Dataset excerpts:
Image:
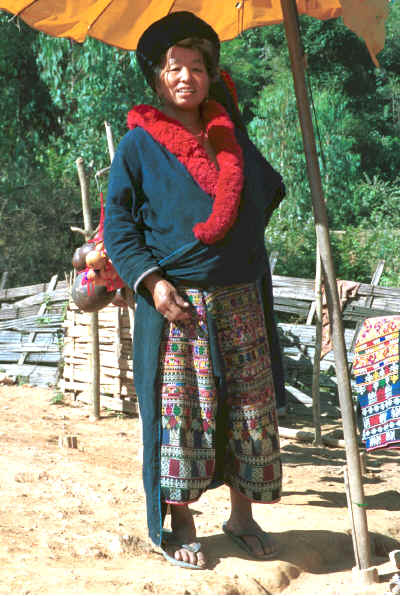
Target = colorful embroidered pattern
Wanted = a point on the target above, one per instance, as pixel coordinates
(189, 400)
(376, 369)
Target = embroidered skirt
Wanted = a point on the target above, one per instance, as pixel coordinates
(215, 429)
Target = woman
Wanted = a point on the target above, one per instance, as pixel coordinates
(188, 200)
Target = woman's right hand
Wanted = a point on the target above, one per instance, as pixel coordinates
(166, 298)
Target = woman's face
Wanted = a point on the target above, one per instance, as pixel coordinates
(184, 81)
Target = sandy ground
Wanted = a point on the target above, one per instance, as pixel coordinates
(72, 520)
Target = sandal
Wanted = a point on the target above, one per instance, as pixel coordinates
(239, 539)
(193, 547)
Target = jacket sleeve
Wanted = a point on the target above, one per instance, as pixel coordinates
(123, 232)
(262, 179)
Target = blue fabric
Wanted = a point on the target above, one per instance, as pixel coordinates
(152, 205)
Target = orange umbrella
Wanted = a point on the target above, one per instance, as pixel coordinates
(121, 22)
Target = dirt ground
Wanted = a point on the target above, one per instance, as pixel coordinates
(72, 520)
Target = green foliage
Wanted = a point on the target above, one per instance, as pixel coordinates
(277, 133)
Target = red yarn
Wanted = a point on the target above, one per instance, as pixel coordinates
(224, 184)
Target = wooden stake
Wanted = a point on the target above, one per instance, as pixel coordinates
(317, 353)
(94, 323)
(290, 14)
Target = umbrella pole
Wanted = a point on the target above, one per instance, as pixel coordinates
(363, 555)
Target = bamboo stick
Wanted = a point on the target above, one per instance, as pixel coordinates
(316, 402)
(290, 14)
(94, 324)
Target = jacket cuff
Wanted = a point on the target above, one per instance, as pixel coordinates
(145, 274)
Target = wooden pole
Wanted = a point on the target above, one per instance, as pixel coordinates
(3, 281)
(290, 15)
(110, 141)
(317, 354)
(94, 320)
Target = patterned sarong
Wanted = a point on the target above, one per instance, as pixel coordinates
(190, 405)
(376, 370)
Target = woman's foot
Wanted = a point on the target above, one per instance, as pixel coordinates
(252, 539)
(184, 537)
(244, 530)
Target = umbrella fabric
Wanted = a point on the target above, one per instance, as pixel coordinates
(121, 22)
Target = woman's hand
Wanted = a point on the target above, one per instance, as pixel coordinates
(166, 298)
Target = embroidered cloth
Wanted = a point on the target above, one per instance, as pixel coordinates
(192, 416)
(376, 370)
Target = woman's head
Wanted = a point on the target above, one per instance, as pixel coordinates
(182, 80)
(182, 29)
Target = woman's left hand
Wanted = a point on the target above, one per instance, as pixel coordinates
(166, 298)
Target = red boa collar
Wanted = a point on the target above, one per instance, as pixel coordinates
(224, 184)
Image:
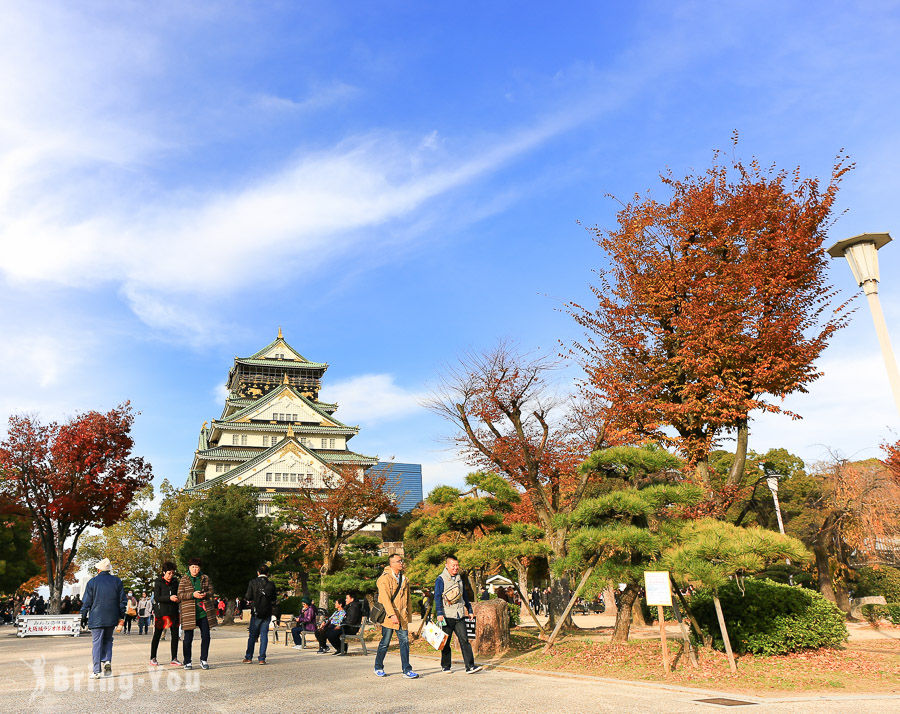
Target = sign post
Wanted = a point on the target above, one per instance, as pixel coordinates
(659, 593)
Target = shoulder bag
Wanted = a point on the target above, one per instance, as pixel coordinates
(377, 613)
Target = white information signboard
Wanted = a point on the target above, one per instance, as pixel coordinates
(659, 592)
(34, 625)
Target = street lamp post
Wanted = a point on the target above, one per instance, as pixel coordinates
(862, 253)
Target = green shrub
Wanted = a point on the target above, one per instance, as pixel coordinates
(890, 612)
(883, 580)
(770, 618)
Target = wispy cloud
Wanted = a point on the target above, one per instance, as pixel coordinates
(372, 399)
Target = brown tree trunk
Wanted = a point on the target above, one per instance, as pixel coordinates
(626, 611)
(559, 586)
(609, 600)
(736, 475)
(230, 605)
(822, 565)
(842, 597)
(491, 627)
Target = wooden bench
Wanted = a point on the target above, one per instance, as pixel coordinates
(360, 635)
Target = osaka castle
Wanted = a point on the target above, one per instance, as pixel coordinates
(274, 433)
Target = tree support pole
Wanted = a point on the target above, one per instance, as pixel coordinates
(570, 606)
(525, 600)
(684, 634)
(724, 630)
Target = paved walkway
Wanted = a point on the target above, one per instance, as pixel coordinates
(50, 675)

* * *

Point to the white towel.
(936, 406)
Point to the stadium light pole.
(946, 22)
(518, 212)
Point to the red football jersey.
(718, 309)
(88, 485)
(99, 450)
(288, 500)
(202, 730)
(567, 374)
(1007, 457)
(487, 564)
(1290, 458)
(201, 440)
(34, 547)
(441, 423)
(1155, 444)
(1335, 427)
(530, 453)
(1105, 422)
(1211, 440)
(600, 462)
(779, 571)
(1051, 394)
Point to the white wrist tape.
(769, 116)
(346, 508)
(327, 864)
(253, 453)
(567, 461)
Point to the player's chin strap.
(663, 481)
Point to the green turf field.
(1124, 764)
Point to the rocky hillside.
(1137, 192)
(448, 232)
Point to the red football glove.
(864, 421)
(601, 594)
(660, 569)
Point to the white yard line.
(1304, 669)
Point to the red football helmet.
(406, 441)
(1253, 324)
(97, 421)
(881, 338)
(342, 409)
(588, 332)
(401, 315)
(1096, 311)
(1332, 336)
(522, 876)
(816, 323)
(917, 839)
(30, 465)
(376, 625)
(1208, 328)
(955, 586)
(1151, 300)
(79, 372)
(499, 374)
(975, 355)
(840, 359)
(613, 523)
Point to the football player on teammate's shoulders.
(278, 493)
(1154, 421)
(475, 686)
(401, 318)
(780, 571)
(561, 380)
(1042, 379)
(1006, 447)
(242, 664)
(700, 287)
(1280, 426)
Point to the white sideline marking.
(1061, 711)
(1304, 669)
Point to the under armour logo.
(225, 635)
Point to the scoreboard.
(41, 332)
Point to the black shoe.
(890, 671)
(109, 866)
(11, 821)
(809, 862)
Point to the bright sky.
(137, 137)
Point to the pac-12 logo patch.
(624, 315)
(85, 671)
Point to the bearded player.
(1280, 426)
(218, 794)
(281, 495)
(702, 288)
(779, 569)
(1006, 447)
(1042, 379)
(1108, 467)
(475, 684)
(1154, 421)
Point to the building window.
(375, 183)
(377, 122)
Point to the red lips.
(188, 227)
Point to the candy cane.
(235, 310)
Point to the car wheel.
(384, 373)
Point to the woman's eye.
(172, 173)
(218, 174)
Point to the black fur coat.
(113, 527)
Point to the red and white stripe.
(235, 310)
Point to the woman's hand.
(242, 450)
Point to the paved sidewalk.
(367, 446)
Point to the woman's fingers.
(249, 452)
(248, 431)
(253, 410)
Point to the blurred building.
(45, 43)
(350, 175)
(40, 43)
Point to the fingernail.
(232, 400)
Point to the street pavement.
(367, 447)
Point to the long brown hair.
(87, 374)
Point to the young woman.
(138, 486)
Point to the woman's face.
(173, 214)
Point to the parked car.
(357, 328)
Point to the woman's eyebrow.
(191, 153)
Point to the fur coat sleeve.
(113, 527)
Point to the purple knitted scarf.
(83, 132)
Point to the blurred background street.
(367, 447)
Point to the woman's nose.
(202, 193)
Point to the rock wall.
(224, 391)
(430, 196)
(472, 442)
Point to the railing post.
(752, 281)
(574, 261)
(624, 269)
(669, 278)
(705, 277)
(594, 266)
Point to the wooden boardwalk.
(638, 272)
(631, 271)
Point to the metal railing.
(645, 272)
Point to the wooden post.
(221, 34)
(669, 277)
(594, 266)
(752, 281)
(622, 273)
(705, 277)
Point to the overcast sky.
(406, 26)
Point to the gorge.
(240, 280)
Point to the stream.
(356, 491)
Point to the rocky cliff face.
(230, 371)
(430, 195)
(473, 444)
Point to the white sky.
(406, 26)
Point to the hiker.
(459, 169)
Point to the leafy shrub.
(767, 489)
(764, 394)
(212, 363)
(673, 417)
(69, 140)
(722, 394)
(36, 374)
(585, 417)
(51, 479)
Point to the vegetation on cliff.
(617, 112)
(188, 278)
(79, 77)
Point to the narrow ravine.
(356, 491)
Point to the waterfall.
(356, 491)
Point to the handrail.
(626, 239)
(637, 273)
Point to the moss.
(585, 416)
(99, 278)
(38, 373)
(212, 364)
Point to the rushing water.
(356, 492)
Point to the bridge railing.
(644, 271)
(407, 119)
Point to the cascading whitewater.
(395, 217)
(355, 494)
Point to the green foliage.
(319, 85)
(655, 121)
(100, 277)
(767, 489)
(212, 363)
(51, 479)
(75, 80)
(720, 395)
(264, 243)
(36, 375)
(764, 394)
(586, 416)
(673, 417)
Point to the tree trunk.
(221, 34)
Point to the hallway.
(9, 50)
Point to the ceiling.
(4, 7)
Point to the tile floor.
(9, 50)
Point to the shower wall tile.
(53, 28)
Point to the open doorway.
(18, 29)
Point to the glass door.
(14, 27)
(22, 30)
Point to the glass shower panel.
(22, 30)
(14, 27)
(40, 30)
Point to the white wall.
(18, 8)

...

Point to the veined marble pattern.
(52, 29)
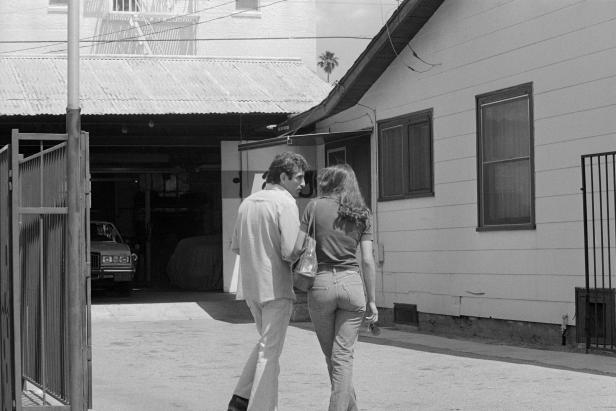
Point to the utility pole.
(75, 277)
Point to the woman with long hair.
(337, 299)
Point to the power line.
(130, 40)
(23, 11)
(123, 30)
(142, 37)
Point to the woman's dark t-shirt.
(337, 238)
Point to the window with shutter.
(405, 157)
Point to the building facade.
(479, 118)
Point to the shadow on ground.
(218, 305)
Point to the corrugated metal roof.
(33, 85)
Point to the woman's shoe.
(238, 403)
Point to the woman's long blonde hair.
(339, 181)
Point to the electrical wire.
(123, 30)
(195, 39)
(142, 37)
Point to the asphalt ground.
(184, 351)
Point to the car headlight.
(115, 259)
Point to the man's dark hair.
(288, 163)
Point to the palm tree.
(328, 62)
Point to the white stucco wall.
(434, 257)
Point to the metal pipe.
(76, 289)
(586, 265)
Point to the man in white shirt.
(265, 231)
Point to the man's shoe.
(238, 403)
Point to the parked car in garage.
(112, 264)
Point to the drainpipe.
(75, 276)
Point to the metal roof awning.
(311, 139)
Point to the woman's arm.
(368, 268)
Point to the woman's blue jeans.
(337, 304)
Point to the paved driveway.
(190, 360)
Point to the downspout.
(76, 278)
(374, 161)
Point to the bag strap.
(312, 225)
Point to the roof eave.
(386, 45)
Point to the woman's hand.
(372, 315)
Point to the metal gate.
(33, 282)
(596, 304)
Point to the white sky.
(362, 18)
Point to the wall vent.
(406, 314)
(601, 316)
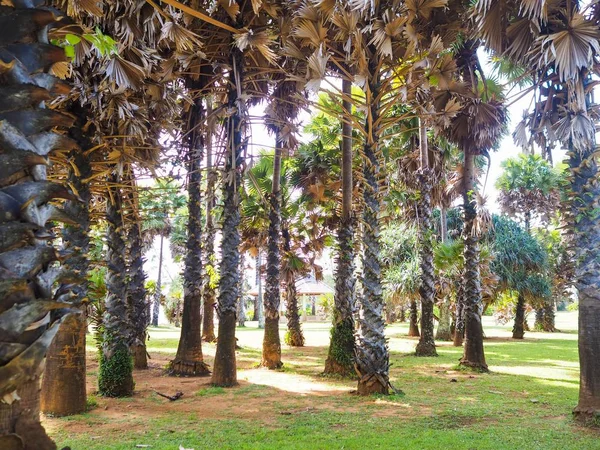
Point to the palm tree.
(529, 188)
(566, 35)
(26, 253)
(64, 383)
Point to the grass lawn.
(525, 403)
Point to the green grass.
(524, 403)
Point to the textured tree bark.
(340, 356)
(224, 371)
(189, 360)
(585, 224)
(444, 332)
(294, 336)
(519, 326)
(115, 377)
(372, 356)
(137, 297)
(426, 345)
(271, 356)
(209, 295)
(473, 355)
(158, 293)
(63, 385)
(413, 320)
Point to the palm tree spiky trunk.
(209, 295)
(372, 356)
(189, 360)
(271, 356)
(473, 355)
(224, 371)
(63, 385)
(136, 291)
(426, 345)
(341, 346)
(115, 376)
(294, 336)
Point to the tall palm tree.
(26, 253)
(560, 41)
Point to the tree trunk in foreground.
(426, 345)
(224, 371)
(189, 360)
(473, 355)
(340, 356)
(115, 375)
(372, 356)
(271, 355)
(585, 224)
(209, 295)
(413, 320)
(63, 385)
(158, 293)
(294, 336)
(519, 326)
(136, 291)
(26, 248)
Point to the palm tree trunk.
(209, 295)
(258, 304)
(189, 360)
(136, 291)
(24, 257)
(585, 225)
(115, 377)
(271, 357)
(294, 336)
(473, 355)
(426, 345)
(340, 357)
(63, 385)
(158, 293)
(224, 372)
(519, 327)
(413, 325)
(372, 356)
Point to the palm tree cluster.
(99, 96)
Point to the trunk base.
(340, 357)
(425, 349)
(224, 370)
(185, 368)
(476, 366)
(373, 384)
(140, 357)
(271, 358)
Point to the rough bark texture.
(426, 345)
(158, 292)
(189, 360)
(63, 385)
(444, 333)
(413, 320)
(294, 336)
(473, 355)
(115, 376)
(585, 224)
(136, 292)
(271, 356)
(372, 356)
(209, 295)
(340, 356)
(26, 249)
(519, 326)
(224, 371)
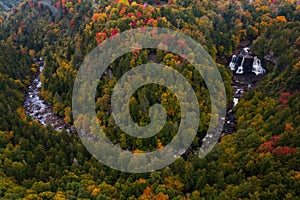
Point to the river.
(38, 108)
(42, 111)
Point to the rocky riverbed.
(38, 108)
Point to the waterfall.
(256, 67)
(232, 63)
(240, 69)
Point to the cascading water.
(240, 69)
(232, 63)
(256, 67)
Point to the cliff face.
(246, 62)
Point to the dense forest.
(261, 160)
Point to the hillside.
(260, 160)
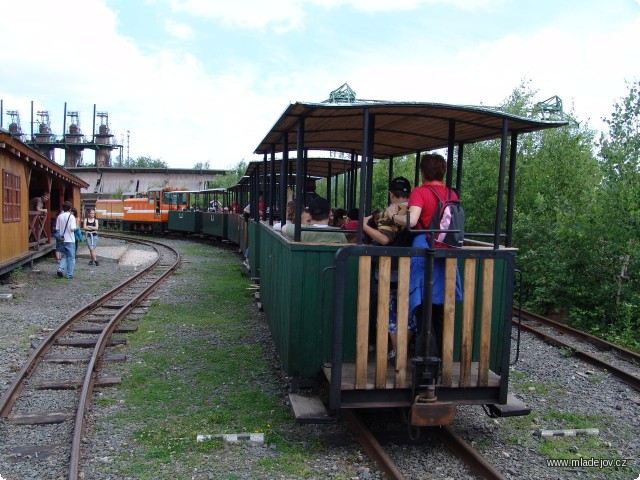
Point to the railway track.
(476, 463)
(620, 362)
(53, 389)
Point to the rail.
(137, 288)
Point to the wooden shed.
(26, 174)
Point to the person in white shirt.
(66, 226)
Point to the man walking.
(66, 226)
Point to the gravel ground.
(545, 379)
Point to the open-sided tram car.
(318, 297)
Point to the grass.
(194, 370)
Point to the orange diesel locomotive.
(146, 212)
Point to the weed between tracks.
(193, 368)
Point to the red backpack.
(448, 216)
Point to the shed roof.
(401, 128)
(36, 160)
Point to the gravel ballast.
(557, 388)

#### [Problem requirements]
Go through the entries above and tally each line that has the word "embroidered"; reply with the tally and nothing else.

#### [Task answer]
3